* _Activity_:
In full and without edits, write out the data that follows.

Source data
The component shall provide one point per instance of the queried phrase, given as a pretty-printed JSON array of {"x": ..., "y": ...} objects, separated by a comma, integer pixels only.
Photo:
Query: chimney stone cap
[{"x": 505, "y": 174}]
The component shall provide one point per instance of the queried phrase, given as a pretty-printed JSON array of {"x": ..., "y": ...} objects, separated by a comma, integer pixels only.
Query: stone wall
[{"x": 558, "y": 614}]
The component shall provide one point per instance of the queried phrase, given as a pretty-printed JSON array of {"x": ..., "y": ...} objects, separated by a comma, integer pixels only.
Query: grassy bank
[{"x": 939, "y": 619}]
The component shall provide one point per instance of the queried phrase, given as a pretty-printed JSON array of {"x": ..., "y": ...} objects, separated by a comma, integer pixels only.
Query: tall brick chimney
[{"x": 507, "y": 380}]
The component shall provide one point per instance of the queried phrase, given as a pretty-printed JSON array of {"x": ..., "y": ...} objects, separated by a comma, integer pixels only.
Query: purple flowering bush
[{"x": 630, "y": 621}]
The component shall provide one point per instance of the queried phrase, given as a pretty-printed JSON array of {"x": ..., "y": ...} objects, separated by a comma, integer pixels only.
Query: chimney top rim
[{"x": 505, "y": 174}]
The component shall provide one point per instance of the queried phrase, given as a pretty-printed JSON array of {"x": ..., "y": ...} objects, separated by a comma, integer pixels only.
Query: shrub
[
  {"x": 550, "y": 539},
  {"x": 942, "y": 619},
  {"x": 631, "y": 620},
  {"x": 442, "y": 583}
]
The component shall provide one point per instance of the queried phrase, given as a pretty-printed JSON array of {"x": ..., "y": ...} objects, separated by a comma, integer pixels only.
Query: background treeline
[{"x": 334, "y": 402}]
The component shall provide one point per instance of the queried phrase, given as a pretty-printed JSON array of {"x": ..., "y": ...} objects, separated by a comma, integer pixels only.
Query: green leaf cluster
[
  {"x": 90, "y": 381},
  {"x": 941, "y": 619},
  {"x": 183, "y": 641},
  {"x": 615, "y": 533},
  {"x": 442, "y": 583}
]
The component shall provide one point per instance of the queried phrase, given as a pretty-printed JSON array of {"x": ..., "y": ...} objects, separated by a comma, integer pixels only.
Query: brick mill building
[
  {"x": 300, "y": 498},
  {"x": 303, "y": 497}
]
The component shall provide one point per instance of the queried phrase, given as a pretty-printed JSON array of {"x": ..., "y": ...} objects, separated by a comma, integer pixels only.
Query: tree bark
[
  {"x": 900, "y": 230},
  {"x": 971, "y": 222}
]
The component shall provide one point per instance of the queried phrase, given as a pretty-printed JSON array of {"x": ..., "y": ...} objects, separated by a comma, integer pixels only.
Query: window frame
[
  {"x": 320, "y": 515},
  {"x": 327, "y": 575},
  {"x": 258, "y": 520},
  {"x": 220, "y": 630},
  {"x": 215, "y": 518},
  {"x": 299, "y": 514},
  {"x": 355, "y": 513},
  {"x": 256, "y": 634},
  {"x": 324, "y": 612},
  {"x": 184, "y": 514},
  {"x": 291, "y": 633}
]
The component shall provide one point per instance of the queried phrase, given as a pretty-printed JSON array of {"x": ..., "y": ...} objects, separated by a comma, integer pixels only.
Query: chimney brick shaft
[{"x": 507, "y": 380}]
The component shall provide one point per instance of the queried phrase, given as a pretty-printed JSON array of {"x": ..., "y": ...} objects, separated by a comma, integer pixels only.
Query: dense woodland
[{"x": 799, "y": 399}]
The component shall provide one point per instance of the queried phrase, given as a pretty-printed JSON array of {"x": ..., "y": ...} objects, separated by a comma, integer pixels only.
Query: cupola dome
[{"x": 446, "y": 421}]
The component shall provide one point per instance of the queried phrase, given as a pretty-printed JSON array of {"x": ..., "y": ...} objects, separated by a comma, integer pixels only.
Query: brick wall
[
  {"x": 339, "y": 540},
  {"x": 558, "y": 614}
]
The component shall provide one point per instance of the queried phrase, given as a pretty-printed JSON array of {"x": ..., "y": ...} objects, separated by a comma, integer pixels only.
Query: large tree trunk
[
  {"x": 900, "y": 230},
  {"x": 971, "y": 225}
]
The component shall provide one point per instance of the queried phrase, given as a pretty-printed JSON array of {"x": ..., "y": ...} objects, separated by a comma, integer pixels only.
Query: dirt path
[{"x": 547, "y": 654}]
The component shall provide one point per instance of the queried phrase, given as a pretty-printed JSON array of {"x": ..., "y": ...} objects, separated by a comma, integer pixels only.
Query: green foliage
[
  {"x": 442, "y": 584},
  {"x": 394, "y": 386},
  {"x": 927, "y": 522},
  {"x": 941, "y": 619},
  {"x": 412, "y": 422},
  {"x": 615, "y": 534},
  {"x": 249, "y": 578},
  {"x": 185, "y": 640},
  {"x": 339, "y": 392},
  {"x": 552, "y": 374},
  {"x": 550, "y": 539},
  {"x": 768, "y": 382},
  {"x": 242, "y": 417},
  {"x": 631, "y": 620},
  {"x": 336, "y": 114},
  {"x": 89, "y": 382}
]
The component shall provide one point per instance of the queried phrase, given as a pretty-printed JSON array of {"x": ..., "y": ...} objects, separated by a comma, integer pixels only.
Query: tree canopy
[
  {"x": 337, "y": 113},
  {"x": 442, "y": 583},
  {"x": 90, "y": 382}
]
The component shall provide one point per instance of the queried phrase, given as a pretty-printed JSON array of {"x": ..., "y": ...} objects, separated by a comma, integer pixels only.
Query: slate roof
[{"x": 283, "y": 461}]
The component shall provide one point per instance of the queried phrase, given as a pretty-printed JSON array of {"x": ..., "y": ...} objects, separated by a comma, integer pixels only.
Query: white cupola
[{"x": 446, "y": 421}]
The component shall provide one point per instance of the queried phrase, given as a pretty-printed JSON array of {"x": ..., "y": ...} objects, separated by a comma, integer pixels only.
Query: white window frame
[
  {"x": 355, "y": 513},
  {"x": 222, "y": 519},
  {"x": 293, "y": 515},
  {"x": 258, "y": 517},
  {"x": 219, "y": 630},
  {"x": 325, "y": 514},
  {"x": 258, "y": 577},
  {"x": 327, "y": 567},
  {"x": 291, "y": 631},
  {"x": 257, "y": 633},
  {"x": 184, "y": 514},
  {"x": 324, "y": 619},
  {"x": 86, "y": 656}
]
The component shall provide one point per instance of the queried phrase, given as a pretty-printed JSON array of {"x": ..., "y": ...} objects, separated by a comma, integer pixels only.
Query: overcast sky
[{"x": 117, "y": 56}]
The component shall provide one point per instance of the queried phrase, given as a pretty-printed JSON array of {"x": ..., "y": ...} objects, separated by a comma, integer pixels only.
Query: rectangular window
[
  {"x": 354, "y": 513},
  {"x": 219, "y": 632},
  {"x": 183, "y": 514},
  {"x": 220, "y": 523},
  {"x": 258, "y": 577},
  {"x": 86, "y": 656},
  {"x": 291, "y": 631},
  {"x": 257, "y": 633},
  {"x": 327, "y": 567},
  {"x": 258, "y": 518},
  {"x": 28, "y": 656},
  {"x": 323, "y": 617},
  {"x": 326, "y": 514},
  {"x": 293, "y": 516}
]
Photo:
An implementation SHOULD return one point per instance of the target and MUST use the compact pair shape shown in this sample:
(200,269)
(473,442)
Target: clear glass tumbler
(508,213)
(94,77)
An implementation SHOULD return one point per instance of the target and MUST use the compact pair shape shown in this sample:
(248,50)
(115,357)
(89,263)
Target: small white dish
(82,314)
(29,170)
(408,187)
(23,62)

* _Reply_:
The component shall provide one point per instance of the queried phrase, given as a pretty-printed JSON array of {"x": ..., "y": ...} objects, separated by a comma, integer pixels only.
Photo:
Query: chimney stone cap
[{"x": 505, "y": 174}]
The component shall provide one point per instance of the queried phrase, given as a pretty-printed JSON array of {"x": ..., "y": ...} objects, separated by a comma, integer pixels only.
Query: stone wall
[{"x": 558, "y": 614}]
The component shall provide one point per instance of the queried phrase, given as a pretty-printed JSON array of {"x": ..., "y": ...} objects, separated by a comma, integer pixels only.
Query: grassy bank
[{"x": 939, "y": 619}]
The component shall provide one point per instance of the queried phrase, given as a pretty-printed JSON array of {"x": ..., "y": ...} objects, separated by a comma, integer pixels only.
Query: tall brick chimney
[{"x": 507, "y": 380}]
The component shall provide one point per instance of the queried phrase, given as a pretty-printed JSON array of {"x": ..., "y": ...} objects, separated by a comma, integer pixels only.
Query: purple flowering bush
[{"x": 630, "y": 621}]
The component shall provide one point per instance of the queried phrase, given as a pretty-printed JSON array of {"x": ..., "y": ...} objects, separated by a comma, integer pixels only.
Query: chimney top rim
[{"x": 505, "y": 174}]
The component shall provide one point per instance of the queried phrase, given as a pretty-printed JSON array of {"x": ..., "y": ...} objects, separated by a comma, integer pixels only.
Query: shrub
[
  {"x": 550, "y": 539},
  {"x": 942, "y": 619},
  {"x": 631, "y": 620},
  {"x": 442, "y": 583}
]
The component shall provide one point per instance of the queried phrase, given as a pretty-printed JSON array of {"x": ..., "y": ...} objects, separated by a comma, integer pixels only.
Query: background treeline
[{"x": 334, "y": 402}]
The component shall provide one point per instance of the queried phrase, given as a pretty-printed JSON array of {"x": ..., "y": ...} objects, separated by a comma, integer pixels only.
Query: green leaf cluster
[
  {"x": 90, "y": 381},
  {"x": 941, "y": 619},
  {"x": 183, "y": 641},
  {"x": 615, "y": 533},
  {"x": 442, "y": 583}
]
The component shall provide one point per instance of the queried phrase, given as a pretty-printed JSON array of {"x": ..., "y": ...} objects, separated by a comma, integer pixels only.
Query: brick mill building
[
  {"x": 300, "y": 498},
  {"x": 303, "y": 497}
]
The component shall provide one point per instance of the queried phrase, given as a pretty-printed JSON array of {"x": ..., "y": ...} objects, separated by a comma, integer pixels only.
Query: tree bark
[
  {"x": 900, "y": 230},
  {"x": 971, "y": 222}
]
The component shall provide one point per instance of the queried phrase, given as a pretty-printed JSON array of {"x": ..., "y": ...} objects, separated by a comma, integer pixels only.
Query: window frame
[
  {"x": 320, "y": 515},
  {"x": 327, "y": 575},
  {"x": 258, "y": 520},
  {"x": 220, "y": 630},
  {"x": 215, "y": 518},
  {"x": 299, "y": 514},
  {"x": 355, "y": 513},
  {"x": 256, "y": 634},
  {"x": 324, "y": 612},
  {"x": 184, "y": 514},
  {"x": 291, "y": 633}
]
The component shall provide one point per instance of the queried phrase, given as a pretty-printed JSON array of {"x": ..., "y": ...} objects, separated by a comma, integer pixels only.
Query: chimney brick shaft
[{"x": 507, "y": 380}]
The component shall provide one point per instance of the queried phrase, given as a pretty-printed JSON array of {"x": ..., "y": ...} objects, separated by a comma, integer pixels only.
Query: dense woodland
[{"x": 799, "y": 399}]
The component shall provide one point per instance of the queried phrase, given as a pretty-printed JSON array of {"x": ..., "y": ...} objects, separated by a comma, integer pixels only.
Query: cupola dome
[{"x": 446, "y": 421}]
The component shall provide one point per instance of the queried phrase, given as a pretty-printed JSON array of {"x": ..., "y": ...} objects, separated by a comma, integer pixels only.
Query: brick wall
[
  {"x": 339, "y": 540},
  {"x": 558, "y": 614}
]
The component shall provide one point per instance of the queried phrase, given as a pretty-printed JSON array of {"x": ..., "y": ...} objects, separated by a comma, integer pixels only.
Query: large tree trunk
[
  {"x": 900, "y": 230},
  {"x": 971, "y": 225}
]
The component shall provide one point per instance of the queried phrase, given as a pretty-printed JSON array of {"x": ..., "y": ...} objects, separated by a comma, integer pixels only.
Query: dirt path
[{"x": 547, "y": 654}]
The component shall provide one point per instance of the queried phrase, given as a pretty-printed JSON array of {"x": ..., "y": ...} objects, separated by a comma, integer pixels only.
Query: green foliage
[
  {"x": 442, "y": 584},
  {"x": 394, "y": 386},
  {"x": 927, "y": 522},
  {"x": 941, "y": 619},
  {"x": 412, "y": 422},
  {"x": 615, "y": 534},
  {"x": 249, "y": 578},
  {"x": 185, "y": 640},
  {"x": 339, "y": 392},
  {"x": 552, "y": 374},
  {"x": 550, "y": 539},
  {"x": 768, "y": 382},
  {"x": 242, "y": 417},
  {"x": 631, "y": 620},
  {"x": 336, "y": 114},
  {"x": 89, "y": 382}
]
The component shall provide one point per instance of the queried phrase, given as a pretty-printed JSON array of {"x": ..., "y": ...} objects, separated by a comma, integer pixels only.
Query: tree canopy
[
  {"x": 337, "y": 113},
  {"x": 442, "y": 583},
  {"x": 90, "y": 382}
]
The component shall provide one point per instance of the queried phrase, given as a pretty-printed JSON array of {"x": ..., "y": ...} objects, separated by a comma, integer pixels only.
Query: slate roof
[{"x": 283, "y": 461}]
The component shall provide one point per instance of the queried phrase, given as a pretty-printed JSON array of {"x": ..., "y": ...} objects, separated by a comma, integer pixels only.
Query: white cupola
[{"x": 446, "y": 421}]
The component shall provide one point per instance of the queried phrase, given as a pretty-printed JSON array of {"x": ..., "y": ...} objects, separated by a comma, integer pixels only.
Query: white window frame
[
  {"x": 355, "y": 513},
  {"x": 222, "y": 519},
  {"x": 293, "y": 515},
  {"x": 258, "y": 517},
  {"x": 219, "y": 630},
  {"x": 325, "y": 514},
  {"x": 258, "y": 577},
  {"x": 327, "y": 567},
  {"x": 291, "y": 631},
  {"x": 257, "y": 633},
  {"x": 184, "y": 514},
  {"x": 324, "y": 619},
  {"x": 86, "y": 656}
]
The component shall provide one point per instance of the queried phrase, given as a pretty-printed JSON array of {"x": ..., "y": ...} objects, separated by a comma, integer pixels only.
Query: overcast sky
[{"x": 117, "y": 56}]
The component shall provide one point per instance of the queried phrase, given as a pretty-printed JSON array of {"x": ..., "y": ...} objects, separated by a comma, integer pixels only.
Query: rectangular window
[
  {"x": 354, "y": 513},
  {"x": 219, "y": 632},
  {"x": 183, "y": 514},
  {"x": 220, "y": 523},
  {"x": 258, "y": 577},
  {"x": 86, "y": 656},
  {"x": 291, "y": 631},
  {"x": 257, "y": 633},
  {"x": 327, "y": 567},
  {"x": 258, "y": 518},
  {"x": 28, "y": 656},
  {"x": 323, "y": 617},
  {"x": 326, "y": 514},
  {"x": 293, "y": 516}
]
Photo:
An implementation SHOULD return one point per instance of the target and MUST use the compact pair shape shown in this sample:
(200,269)
(473,442)
Target: clear glass tumbler
(508,213)
(94,77)
An implementation SHOULD return one point per instance of the target and MUST use the compact pair shape shown in this sample:
(248,50)
(115,357)
(89,263)
Target: small white dish
(82,314)
(29,170)
(408,187)
(23,62)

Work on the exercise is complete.